» **Exercise**: Output every line of the entries from the line containing "of the purple" through the last, exactly, with no other content.

Dataset excerpts on object pointing
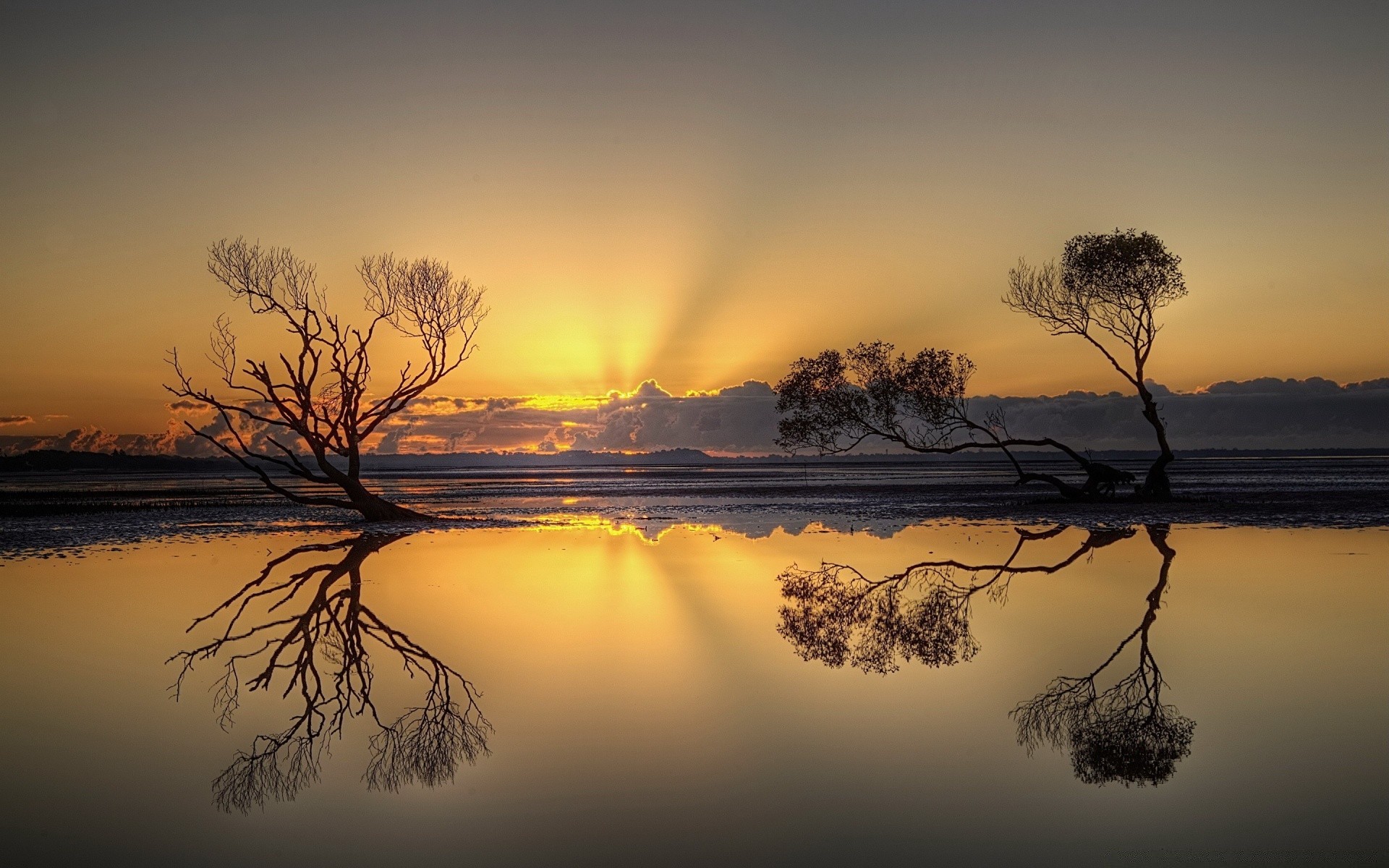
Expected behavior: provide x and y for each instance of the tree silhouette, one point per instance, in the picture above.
(1118, 733)
(313, 631)
(838, 616)
(1109, 285)
(833, 401)
(317, 398)
(1124, 732)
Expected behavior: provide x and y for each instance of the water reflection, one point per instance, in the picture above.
(1121, 733)
(307, 634)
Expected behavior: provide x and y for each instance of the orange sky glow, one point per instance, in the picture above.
(689, 193)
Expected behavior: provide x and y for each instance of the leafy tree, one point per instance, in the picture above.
(833, 401)
(1109, 289)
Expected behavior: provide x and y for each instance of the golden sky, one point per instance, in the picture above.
(694, 193)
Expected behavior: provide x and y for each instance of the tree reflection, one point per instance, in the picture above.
(1123, 733)
(838, 616)
(309, 634)
(1118, 733)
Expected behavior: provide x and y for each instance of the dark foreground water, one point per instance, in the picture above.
(43, 514)
(598, 692)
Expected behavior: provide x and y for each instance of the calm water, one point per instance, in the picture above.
(700, 696)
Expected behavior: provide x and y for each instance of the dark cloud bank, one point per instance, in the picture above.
(742, 420)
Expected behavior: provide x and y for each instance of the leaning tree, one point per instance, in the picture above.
(1109, 289)
(309, 413)
(833, 401)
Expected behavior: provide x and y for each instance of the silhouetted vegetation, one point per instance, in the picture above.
(317, 399)
(838, 616)
(1109, 288)
(1113, 733)
(1108, 285)
(1120, 733)
(309, 635)
(835, 401)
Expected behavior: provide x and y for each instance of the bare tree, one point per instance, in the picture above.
(839, 616)
(833, 401)
(1109, 289)
(313, 631)
(309, 413)
(1124, 732)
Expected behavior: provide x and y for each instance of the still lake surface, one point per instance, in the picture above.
(692, 694)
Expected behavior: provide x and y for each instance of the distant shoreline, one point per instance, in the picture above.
(60, 461)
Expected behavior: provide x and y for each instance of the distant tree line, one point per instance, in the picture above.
(1108, 291)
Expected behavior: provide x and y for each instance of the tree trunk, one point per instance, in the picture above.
(374, 507)
(1156, 485)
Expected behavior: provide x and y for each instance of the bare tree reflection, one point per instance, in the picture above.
(1123, 733)
(838, 616)
(1118, 733)
(312, 632)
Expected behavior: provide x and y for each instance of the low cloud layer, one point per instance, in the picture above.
(742, 420)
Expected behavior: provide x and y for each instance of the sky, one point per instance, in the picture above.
(689, 193)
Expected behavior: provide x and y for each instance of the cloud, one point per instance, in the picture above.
(1265, 413)
(734, 420)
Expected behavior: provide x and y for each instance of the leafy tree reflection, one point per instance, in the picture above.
(312, 631)
(1121, 733)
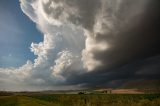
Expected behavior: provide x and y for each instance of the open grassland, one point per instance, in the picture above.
(81, 100)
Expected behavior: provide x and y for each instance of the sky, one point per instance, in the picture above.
(78, 44)
(17, 33)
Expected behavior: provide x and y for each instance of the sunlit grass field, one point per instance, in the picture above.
(81, 100)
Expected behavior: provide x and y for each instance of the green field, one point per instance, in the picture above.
(81, 100)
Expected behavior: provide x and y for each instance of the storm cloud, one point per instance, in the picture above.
(91, 43)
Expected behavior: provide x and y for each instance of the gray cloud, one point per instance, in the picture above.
(90, 43)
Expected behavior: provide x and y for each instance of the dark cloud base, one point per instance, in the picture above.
(134, 55)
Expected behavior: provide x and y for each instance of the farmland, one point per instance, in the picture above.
(80, 100)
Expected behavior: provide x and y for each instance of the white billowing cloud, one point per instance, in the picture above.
(74, 32)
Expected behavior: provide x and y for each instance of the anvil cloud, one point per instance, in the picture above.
(90, 43)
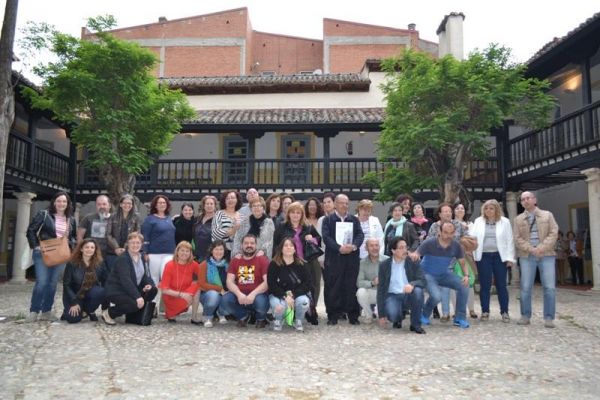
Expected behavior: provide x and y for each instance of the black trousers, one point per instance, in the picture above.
(340, 276)
(124, 304)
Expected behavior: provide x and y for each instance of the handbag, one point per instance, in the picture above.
(311, 251)
(55, 251)
(458, 271)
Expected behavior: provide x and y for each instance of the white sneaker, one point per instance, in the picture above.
(107, 319)
(298, 325)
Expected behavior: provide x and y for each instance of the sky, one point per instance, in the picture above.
(524, 26)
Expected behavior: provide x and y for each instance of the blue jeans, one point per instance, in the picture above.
(42, 297)
(396, 303)
(301, 304)
(548, 276)
(210, 302)
(450, 280)
(491, 265)
(230, 305)
(93, 298)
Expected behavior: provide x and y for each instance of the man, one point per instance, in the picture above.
(343, 236)
(94, 225)
(535, 233)
(367, 281)
(245, 211)
(247, 284)
(401, 283)
(438, 254)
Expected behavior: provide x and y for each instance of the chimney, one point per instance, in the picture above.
(450, 34)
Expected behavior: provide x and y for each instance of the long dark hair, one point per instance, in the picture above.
(52, 207)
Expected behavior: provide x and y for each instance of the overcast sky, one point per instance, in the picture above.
(525, 26)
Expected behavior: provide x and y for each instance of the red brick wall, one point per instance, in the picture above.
(286, 55)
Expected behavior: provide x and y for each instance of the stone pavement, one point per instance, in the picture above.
(182, 361)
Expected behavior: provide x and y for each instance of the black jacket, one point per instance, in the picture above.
(72, 280)
(45, 220)
(121, 280)
(285, 230)
(414, 274)
(294, 277)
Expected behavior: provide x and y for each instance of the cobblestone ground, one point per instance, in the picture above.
(183, 361)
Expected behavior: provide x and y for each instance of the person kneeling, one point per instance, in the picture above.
(178, 287)
(82, 290)
(129, 286)
(289, 283)
(401, 283)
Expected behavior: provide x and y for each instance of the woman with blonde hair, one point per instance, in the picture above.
(179, 290)
(494, 254)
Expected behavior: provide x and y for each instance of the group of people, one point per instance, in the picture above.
(264, 260)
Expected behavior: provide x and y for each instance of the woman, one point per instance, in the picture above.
(300, 231)
(313, 211)
(420, 221)
(370, 225)
(289, 284)
(273, 207)
(211, 280)
(260, 226)
(575, 257)
(119, 226)
(203, 227)
(184, 224)
(227, 220)
(159, 231)
(460, 217)
(129, 287)
(398, 225)
(494, 253)
(82, 290)
(54, 222)
(178, 288)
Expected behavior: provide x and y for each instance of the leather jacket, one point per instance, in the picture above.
(45, 220)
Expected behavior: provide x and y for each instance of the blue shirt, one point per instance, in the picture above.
(437, 259)
(398, 278)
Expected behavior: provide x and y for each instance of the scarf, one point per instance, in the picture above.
(212, 271)
(399, 225)
(255, 224)
(89, 280)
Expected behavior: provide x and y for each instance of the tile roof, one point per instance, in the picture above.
(557, 41)
(291, 116)
(270, 83)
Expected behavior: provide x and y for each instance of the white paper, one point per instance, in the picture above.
(343, 232)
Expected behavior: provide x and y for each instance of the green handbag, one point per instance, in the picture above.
(458, 271)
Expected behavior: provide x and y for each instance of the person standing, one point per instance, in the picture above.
(94, 225)
(343, 236)
(535, 233)
(54, 222)
(494, 253)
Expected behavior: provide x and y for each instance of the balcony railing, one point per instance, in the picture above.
(566, 134)
(36, 162)
(271, 174)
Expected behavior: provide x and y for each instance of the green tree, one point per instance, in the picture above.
(105, 88)
(440, 113)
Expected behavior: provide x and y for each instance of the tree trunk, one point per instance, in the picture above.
(7, 99)
(117, 182)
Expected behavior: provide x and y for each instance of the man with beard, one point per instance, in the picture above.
(247, 285)
(94, 225)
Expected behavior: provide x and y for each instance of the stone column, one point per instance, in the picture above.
(21, 245)
(511, 208)
(593, 181)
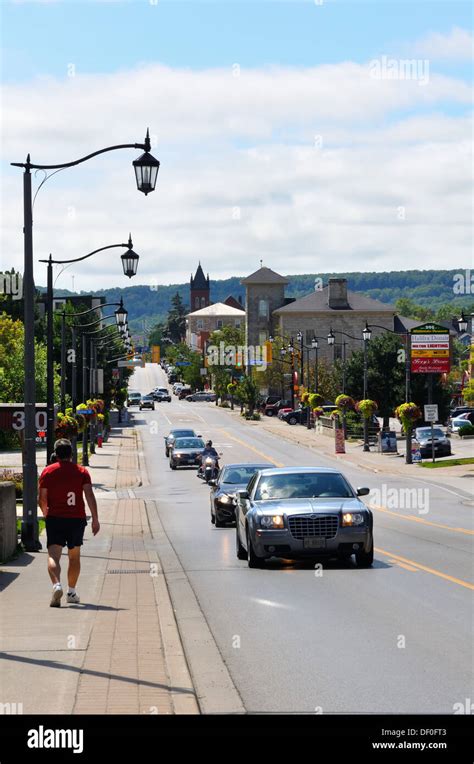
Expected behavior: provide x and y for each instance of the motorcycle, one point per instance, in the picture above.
(209, 469)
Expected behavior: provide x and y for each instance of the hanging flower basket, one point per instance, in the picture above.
(315, 400)
(345, 402)
(367, 408)
(408, 414)
(66, 426)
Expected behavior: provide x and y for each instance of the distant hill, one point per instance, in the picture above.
(431, 288)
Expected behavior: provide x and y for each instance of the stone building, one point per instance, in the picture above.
(265, 292)
(337, 308)
(201, 323)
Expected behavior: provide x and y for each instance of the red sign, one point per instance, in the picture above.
(430, 349)
(430, 365)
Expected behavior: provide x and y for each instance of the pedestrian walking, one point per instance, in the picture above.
(62, 488)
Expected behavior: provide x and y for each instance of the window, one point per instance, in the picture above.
(263, 308)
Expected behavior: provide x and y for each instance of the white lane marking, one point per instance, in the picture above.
(270, 603)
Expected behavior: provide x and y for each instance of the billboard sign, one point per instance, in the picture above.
(430, 349)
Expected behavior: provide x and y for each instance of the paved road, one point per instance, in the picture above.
(396, 638)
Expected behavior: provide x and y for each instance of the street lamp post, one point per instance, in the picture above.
(130, 265)
(146, 171)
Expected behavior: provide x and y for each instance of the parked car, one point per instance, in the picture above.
(270, 409)
(459, 421)
(147, 402)
(269, 399)
(231, 478)
(204, 396)
(302, 512)
(180, 432)
(162, 394)
(295, 416)
(186, 452)
(442, 444)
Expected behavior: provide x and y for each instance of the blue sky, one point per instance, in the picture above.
(40, 38)
(301, 158)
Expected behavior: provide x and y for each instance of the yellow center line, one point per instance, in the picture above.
(433, 572)
(421, 520)
(252, 448)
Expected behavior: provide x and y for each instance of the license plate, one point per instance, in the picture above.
(314, 542)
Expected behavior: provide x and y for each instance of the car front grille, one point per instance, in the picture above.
(324, 526)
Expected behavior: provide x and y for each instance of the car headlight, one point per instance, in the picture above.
(352, 518)
(272, 521)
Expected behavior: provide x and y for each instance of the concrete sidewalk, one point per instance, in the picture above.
(119, 651)
(457, 478)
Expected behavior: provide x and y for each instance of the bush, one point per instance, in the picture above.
(13, 477)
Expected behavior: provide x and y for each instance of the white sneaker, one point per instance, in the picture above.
(56, 596)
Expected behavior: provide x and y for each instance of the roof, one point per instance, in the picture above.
(317, 302)
(217, 309)
(300, 470)
(264, 276)
(199, 281)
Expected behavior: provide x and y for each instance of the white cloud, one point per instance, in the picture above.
(249, 143)
(457, 45)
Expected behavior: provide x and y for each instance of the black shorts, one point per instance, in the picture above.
(65, 531)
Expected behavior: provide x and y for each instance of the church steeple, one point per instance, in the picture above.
(200, 290)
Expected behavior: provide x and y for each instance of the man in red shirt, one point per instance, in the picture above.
(61, 489)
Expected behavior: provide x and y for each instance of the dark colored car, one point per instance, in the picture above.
(161, 394)
(298, 512)
(271, 409)
(297, 416)
(179, 432)
(186, 452)
(147, 402)
(201, 397)
(231, 478)
(442, 444)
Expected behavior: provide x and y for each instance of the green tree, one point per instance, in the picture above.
(11, 363)
(176, 322)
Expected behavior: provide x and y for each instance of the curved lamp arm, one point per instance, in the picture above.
(28, 165)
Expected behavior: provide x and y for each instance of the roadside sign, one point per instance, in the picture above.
(431, 412)
(430, 349)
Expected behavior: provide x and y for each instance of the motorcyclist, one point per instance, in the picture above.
(209, 450)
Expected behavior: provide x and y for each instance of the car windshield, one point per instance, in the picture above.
(303, 485)
(425, 432)
(241, 474)
(188, 443)
(182, 434)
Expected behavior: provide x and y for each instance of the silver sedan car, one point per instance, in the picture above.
(298, 512)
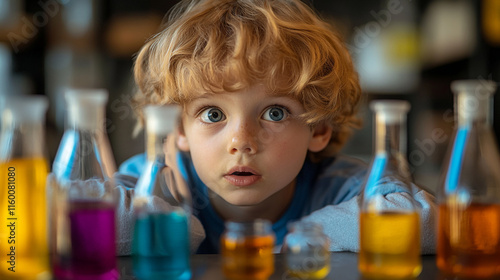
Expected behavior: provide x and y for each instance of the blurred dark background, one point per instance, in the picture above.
(402, 49)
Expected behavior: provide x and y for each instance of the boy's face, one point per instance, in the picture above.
(248, 145)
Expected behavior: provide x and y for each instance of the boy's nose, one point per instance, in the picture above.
(243, 140)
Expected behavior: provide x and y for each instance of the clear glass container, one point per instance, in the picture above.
(306, 250)
(81, 192)
(162, 203)
(24, 169)
(247, 250)
(469, 196)
(389, 233)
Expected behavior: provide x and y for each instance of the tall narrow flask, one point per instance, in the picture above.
(389, 232)
(162, 203)
(23, 173)
(469, 196)
(80, 192)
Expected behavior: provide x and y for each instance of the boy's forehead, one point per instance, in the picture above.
(254, 90)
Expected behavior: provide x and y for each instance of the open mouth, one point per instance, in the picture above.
(242, 176)
(242, 173)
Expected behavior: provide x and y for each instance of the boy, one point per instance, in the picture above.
(268, 95)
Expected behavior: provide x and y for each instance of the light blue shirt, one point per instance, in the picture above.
(326, 192)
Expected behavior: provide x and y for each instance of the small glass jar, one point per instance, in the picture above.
(247, 250)
(306, 249)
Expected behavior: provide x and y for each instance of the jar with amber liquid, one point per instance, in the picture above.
(468, 243)
(24, 252)
(247, 250)
(389, 233)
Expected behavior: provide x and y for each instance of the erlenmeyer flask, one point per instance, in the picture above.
(24, 168)
(80, 191)
(162, 203)
(389, 232)
(469, 196)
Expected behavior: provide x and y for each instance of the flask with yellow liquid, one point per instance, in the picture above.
(389, 232)
(23, 171)
(468, 243)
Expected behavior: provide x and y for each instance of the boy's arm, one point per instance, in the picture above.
(126, 217)
(341, 222)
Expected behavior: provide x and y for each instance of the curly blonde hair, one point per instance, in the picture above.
(214, 46)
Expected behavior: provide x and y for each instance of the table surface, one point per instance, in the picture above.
(344, 265)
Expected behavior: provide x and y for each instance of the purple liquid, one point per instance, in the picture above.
(92, 241)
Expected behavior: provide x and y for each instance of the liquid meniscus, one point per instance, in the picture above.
(390, 245)
(469, 240)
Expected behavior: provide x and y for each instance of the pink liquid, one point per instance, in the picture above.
(92, 243)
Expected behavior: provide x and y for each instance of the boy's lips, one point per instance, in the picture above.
(242, 176)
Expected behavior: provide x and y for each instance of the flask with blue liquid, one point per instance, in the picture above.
(389, 232)
(162, 203)
(468, 243)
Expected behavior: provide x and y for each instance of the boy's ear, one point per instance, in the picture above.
(320, 138)
(182, 142)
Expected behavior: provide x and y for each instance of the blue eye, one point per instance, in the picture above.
(212, 115)
(275, 114)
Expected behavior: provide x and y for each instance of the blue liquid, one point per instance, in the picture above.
(160, 248)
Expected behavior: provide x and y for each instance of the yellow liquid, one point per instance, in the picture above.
(248, 259)
(310, 274)
(25, 208)
(389, 245)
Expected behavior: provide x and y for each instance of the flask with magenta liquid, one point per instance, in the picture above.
(23, 173)
(389, 232)
(82, 233)
(162, 204)
(468, 243)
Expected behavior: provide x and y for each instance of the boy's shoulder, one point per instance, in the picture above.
(338, 179)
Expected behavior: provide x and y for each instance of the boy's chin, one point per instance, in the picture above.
(243, 200)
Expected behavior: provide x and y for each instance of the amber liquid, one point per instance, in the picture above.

» **Task output**:
Expected behavior: provide x and y for each instance of the purple liquid, one point per instance, in the picture above.
(92, 241)
Expected behavior: provide x and y for each instance of the liquid meniscus, one point per instance, in the picture above.
(390, 245)
(469, 240)
Expected behavior: provide x and y for each instance of the pink liquid, one point per instance, in the picture above.
(92, 243)
Expected behavior: provide x and y for each instance of the boy's lips, one point per instance, in the picture above.
(242, 176)
Expected behavior: provide x and y for each instance of the flask with blue liquid, one point per instance, in the picture above.
(389, 232)
(162, 203)
(468, 243)
Expected behavior: provide x and y for each instance of the boy's ear, one point per instance, in the picture above.
(320, 138)
(182, 142)
Expected behavior: provide x and y for each instance of the blue eye, one point per instance, in the picture above.
(212, 115)
(275, 114)
Expected behavior: provide x and y for each instance of the blue liquid, one point per instance, in the picture above.
(160, 248)
Expected behavior: provide x and y for each instance of the yellow liquid, one point per instance, in the picture above.
(248, 259)
(310, 274)
(25, 208)
(389, 245)
Expected behavior: provide x and y for each instance of the flask with magenta liquid, one point per instance, in the picture above.
(23, 173)
(389, 232)
(82, 233)
(162, 204)
(468, 243)
Expected behavior: provide x and y for each instance of the boy's shoulder, one point per instance, in the picture above.
(338, 179)
Expected behavior: provide x and y for each instance of the boy's chin, one point per instance, in the picture above.
(243, 200)
Expected behavior: provide x and y for each instance of the amber liquid, one point per instance, in the picture above.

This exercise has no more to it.